§ **Do this**: Render every item below as a two-column CSV with the headers item_text and answer, one row per item, each field in quotes and every line break replaced by a space. Leave the picture out of the output.

•••

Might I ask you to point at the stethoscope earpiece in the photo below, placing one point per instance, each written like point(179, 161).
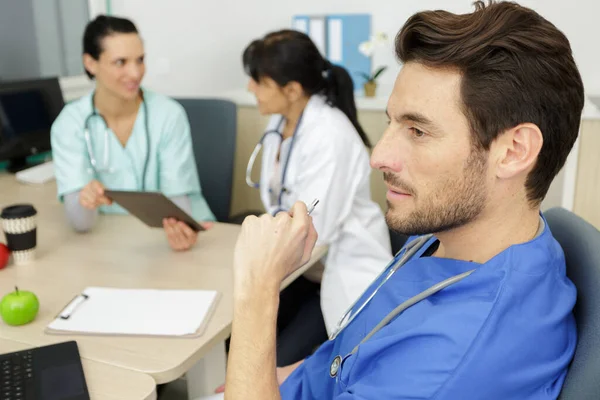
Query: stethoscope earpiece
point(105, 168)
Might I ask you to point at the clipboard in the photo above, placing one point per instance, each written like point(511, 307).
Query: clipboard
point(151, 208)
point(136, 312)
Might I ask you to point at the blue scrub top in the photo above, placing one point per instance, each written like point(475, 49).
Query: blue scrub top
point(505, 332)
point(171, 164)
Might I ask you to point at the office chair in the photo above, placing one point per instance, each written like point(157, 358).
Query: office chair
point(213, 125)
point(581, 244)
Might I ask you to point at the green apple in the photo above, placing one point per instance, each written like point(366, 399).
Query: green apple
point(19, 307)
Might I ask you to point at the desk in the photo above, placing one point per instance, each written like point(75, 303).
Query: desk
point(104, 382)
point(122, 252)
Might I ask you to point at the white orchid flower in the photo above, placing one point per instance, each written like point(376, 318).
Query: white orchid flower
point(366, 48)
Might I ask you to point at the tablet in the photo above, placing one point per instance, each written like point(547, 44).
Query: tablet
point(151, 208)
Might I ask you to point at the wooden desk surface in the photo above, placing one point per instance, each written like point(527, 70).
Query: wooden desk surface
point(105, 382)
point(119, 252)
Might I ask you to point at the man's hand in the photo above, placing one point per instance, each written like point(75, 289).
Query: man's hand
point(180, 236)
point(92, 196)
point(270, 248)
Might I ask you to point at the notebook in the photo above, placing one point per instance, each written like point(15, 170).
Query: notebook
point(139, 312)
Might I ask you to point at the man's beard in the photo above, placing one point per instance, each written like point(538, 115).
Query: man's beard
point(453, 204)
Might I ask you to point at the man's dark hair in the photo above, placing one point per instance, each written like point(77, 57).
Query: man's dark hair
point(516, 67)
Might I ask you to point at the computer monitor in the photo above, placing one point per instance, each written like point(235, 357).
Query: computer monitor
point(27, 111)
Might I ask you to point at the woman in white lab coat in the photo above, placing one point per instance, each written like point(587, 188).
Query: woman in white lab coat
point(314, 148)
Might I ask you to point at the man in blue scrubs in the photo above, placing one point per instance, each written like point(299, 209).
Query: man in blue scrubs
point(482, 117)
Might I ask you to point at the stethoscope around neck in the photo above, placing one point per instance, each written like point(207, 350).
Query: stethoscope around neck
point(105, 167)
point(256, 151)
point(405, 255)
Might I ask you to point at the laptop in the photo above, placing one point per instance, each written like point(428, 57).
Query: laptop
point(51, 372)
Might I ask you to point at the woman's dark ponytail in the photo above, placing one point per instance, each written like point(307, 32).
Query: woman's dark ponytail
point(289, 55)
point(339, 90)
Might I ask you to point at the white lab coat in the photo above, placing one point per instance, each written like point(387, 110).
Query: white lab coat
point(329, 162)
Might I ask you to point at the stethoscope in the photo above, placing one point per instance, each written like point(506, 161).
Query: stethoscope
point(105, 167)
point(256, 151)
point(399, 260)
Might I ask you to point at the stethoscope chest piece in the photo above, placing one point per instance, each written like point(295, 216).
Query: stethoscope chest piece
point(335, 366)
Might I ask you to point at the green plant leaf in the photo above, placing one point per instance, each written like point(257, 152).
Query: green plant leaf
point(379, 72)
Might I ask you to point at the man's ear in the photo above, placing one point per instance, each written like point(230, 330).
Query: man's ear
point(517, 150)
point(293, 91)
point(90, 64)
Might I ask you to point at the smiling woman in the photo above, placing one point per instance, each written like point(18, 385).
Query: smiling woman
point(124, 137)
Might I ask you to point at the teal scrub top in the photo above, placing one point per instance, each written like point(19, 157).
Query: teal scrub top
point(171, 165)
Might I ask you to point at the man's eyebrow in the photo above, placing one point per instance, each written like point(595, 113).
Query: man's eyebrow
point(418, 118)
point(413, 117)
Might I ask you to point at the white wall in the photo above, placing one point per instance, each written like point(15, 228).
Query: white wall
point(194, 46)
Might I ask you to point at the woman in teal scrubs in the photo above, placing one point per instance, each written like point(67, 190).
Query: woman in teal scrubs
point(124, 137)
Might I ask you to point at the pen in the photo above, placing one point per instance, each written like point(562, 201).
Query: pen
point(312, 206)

•••

§ **Task answer**:
item_text,answer
"Might I ask you to point at the stethoscope earpiece in the photo below, placing one point per instance, each written like point(179, 161). Query: stethoscope earpiece","point(105, 168)"
"Might I ask you to point at the clipboard in the photo above, placing one point per instance, each written like point(511, 307). Query: clipboard","point(151, 208) point(136, 312)"
"Might I ask you to point at the blue scrub top in the photo above, placing one point per instance, each written like point(475, 49). Query: blue scrub top","point(505, 332) point(171, 164)"
"Might I ask you to point at the office chair in the photo above, placing one point per instance, each written like point(157, 358). Query: office chair","point(213, 125) point(581, 244)"
"Might I ask you to point at the green apple in the photo above, placing one point per instance, each written like point(366, 399). Query: green apple","point(19, 307)"
"Might I ask you to point at the desk in the photo above, placing one point per instance, each written like point(75, 303). Query: desk","point(104, 382) point(122, 252)"
"Might I ask you to point at the white orchid flower in the photo above, placing one point per instance, each written like point(376, 318). Query: white orchid flower","point(366, 48)"
"Might I ask you to point at the tablet in the photo above, placing one point per instance, each written like point(547, 44). Query: tablet","point(151, 208)"
"Might I ask you to point at the wooden desk surface in the photo above, placing one point per instance, each written like point(527, 70). Query: wooden desk surface","point(105, 382) point(119, 252)"
"Might I ask you to point at the man's hand in the photo above, placing one point per instance, each written like point(75, 289). Query: man's hand","point(180, 236) point(92, 196) point(270, 248)"
"Might I ask you to point at the notebook in the photo above, placing one point per instance, each written like point(15, 170). Query: notebook","point(139, 312)"
"Might I ask you to point at the man's beard in the photo above, placing one point per instance, each written like point(538, 115). Query: man's beard","point(453, 204)"
"Might I ask you to point at the man's dark hair in the photo above, placing one point per instance, each written like point(77, 57). Query: man's dark hair","point(516, 67)"
"Might I ask you to point at the computer monitor in the photo above, placing one point per instance, each written like point(235, 357). Query: computer monitor","point(27, 111)"
"Might I ask you to point at the woman in white lab coat in the photo above, placing one point per instance, each written like point(587, 188). Query: woman in white lab coat","point(314, 148)"
"Might I ask you to point at the man in blue scrubs in the photo above, placing one point per instance, each written like point(299, 209). Query: man in blue scrubs","point(482, 117)"
"Might I ask you to point at the stethoscope around neck in the photo above, placing one point per instance, each written like point(207, 350). Query: stethoscope around neck","point(105, 167) point(256, 151) point(405, 255)"
"Might I ask you to point at the laptop in the photo above, placing one point per instance, each written like point(428, 57). Query: laptop","point(51, 372)"
"Might I ask you to point at the woman's dark ponytail in the photo above, placing one point per instance, each written like point(307, 32). Query: woman's dark ponytail","point(289, 55) point(339, 90)"
"Might I ask you to point at the white lab coat in the photo above, placing one point per instance, each written like point(387, 110). Query: white lab coat","point(329, 162)"
"Might I ask you to point at the stethoscope in the photo above, placing one point per instance, each written like point(506, 161). Query: stethoscope","point(105, 167) point(256, 151) point(399, 260)"
"Might I ask you to point at the stethoscope chest piece in the photo above, placing one point per instance, each written like point(295, 216). Query: stethoscope chest piece","point(335, 366)"
"Might I ask you to point at the green plant leaf in the photo above, placing one point per instance, each written like point(257, 152). Query: green plant leaf","point(379, 72)"
"Might I ask you to point at the man's ear in the photo above, placing one point per instance, each written like point(230, 330). Query: man's ear","point(517, 150) point(293, 91) point(90, 64)"
"Might I ask you to point at the smiling woman in the photo above, placing one point per instance, each written like point(18, 385). Query: smiling woman","point(124, 137)"
"Might I ask you to point at the teal scrub top in the photo above, placing one point per instance, each written like point(19, 157). Query: teal scrub top","point(171, 165)"
"Might I ask you to point at the man's eyebrow in the photo above, placing one point per instance, each written like point(595, 113). Query: man's eyebrow","point(418, 118) point(413, 117)"
"Might I ask you to point at the white wall in the photo above, placing one point per instance, each written like point(15, 228). Query: white wall","point(194, 46)"
"Might I ask you to point at the woman in teal scrubs in the photo above, placing one point per instance, each written like point(67, 190). Query: woman in teal scrubs","point(124, 137)"
"Might I ask you to point at the pen in the photo above, placing one point per instance, each written like point(562, 201). Query: pen","point(312, 206)"